----- Given data -----

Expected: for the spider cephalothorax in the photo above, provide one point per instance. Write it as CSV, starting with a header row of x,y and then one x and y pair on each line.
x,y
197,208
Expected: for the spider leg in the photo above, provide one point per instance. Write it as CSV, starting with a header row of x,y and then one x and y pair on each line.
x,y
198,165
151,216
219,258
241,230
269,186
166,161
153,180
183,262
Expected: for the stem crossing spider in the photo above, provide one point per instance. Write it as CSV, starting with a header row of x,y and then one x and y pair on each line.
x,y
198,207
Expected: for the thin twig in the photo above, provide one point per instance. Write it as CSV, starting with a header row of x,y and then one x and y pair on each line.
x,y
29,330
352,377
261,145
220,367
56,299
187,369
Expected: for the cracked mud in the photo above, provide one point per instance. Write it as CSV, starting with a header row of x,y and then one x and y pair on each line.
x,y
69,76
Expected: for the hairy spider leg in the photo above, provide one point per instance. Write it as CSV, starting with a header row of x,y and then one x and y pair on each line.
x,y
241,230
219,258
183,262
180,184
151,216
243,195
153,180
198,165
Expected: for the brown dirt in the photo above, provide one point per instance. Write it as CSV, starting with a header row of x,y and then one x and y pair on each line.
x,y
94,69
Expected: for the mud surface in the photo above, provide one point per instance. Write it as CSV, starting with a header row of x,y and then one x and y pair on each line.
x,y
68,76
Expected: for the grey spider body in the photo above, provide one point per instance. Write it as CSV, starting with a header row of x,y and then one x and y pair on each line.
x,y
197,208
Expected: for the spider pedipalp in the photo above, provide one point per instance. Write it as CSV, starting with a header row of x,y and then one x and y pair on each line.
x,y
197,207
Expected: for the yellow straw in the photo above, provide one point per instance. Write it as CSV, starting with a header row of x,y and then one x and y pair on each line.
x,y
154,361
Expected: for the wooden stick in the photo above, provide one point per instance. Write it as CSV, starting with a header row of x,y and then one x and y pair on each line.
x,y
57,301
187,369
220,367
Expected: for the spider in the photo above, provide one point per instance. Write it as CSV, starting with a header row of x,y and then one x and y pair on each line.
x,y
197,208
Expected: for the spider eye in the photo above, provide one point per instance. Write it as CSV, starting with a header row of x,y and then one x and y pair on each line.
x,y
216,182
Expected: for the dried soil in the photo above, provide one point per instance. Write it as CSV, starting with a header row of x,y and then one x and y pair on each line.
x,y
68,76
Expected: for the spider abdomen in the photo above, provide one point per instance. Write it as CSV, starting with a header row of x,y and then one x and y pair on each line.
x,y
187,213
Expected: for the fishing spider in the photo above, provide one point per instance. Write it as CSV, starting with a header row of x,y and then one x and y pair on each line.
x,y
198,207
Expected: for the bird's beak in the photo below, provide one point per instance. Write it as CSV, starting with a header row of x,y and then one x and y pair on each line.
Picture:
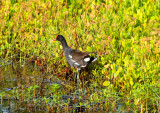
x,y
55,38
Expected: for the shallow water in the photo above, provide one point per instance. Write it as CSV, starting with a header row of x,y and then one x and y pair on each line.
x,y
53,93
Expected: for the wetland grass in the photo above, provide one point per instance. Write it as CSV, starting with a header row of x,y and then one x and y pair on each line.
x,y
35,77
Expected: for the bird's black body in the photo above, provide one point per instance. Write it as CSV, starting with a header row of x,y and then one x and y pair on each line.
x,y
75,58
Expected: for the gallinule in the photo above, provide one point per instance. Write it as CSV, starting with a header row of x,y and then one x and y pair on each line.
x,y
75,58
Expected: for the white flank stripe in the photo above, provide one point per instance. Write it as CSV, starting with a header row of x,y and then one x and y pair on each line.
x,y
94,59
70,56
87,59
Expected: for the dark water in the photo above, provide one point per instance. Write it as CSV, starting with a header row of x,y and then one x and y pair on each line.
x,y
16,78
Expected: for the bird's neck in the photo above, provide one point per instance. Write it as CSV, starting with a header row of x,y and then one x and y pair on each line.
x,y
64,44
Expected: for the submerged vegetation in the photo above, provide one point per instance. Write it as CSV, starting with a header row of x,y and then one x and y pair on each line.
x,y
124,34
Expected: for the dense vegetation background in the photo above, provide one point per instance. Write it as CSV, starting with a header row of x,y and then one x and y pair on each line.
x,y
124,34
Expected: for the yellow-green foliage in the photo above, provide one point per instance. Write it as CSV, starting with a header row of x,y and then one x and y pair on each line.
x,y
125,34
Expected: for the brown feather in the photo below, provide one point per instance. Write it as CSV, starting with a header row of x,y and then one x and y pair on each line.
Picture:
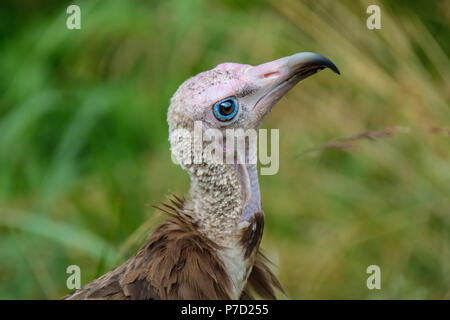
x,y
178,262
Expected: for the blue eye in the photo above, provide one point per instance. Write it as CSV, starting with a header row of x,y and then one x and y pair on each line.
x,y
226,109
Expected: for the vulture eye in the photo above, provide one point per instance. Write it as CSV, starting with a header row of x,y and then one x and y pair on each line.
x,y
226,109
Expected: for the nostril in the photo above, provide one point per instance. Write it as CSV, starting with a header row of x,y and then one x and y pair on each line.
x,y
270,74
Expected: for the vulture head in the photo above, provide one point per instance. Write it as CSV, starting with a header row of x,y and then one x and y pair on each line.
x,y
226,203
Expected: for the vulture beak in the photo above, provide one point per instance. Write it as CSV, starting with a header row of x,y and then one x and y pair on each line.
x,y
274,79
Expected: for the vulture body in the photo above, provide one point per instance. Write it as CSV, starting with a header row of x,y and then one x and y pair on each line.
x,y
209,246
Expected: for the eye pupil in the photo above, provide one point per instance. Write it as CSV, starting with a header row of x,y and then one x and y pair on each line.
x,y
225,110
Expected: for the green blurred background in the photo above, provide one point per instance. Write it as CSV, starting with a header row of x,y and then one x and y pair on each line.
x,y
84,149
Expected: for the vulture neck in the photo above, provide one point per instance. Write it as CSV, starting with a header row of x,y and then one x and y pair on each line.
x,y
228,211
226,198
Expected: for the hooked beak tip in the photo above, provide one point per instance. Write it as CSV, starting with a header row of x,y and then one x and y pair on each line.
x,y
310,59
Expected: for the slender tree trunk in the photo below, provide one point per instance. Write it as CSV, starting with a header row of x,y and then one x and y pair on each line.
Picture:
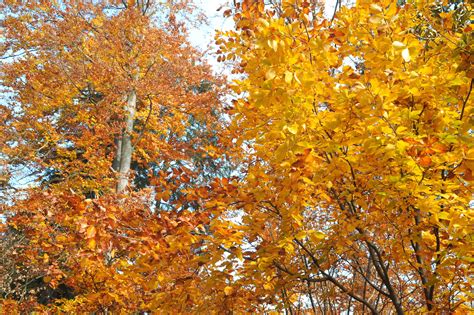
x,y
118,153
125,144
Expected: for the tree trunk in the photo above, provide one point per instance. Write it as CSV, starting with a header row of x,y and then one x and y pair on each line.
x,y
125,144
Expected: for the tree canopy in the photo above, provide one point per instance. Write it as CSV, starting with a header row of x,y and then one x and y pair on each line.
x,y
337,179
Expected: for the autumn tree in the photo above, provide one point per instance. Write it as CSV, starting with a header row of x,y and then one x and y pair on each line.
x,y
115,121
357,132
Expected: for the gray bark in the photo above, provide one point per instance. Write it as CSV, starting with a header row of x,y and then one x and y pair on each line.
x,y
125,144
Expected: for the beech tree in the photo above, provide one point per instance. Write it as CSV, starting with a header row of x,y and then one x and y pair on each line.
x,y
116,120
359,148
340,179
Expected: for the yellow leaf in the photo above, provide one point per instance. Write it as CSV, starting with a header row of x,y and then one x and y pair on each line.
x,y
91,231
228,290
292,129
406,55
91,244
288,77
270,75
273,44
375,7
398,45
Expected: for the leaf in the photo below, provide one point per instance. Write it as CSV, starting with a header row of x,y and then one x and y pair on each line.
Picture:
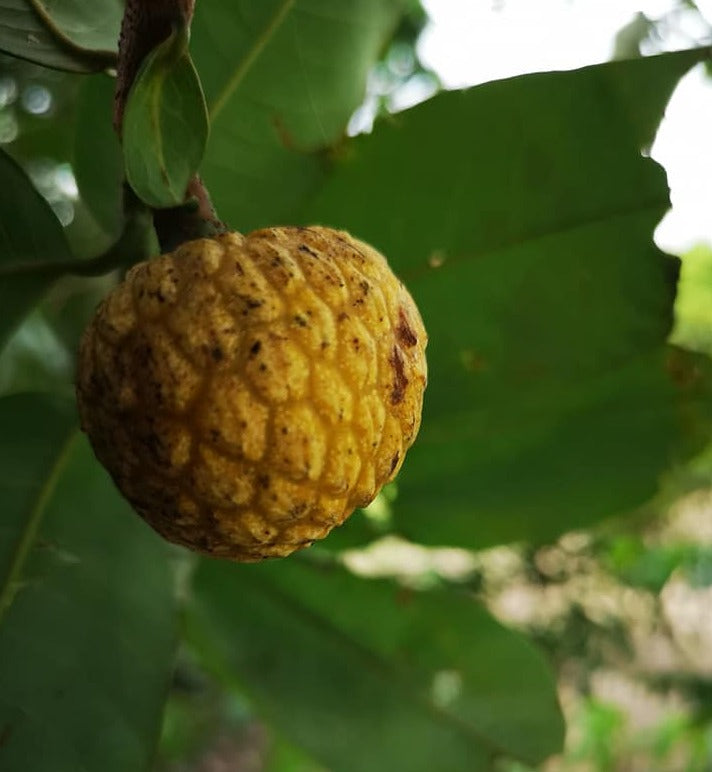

-----
----- Given data -----

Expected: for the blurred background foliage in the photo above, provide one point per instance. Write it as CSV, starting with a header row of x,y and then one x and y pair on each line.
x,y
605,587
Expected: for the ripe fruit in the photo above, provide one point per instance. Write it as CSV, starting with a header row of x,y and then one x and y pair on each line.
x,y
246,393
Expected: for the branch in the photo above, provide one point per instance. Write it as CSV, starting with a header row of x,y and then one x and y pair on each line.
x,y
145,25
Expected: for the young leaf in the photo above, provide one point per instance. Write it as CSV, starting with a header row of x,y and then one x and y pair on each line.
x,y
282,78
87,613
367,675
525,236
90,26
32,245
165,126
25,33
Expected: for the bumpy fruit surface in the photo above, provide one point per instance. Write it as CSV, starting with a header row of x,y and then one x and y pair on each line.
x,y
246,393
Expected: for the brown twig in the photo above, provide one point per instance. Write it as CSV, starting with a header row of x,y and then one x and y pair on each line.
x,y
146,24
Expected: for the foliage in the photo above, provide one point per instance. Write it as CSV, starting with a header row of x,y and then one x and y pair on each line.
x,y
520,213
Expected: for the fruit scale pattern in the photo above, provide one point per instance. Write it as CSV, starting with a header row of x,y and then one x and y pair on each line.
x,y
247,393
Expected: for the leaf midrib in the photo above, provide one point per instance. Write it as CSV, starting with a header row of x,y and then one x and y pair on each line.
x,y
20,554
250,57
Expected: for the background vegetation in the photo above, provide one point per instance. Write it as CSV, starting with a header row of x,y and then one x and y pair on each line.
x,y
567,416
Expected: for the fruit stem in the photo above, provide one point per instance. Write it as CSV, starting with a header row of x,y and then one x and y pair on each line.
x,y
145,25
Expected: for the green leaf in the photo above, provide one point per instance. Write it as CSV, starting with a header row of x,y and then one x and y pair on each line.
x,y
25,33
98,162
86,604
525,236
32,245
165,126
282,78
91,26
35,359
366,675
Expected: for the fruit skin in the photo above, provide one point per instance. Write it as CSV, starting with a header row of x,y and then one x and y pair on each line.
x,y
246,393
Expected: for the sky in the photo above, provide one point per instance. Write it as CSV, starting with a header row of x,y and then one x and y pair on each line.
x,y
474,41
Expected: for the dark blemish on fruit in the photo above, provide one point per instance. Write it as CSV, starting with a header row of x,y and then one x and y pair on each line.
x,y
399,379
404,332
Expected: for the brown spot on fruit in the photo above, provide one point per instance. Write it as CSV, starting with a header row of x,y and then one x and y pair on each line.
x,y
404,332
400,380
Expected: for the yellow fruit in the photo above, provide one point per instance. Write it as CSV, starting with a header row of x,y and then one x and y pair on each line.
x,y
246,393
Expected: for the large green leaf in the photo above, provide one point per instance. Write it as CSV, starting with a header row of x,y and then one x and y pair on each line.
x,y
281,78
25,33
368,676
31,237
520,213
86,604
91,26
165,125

-----

Short exercise ::
Pick out every line in the records above that contains the word "yellow", and copy each of those lines in full.

Answer to the task ::
Expected: for the yellow straw in the photo above, provide one point per instance. Write it as CSV, starting with a header row of x,y and then one x and y pair on each line.
Expected: for the yellow-green foliage in the photo above, provide one point per instance. Write it as CSV, starting with a header row of x,y and then one x and y pair on each line.
Expected: for the yellow leaf in the photo above, provide one point per instance. Write it as CSV, starting with a header row of x,y and then one x and y pair on each line.
Expected: for the yellow fruit in the photo above, provide one point per instance. Write it as CSV, starting with a header row of x,y and then one x and y pair on each line.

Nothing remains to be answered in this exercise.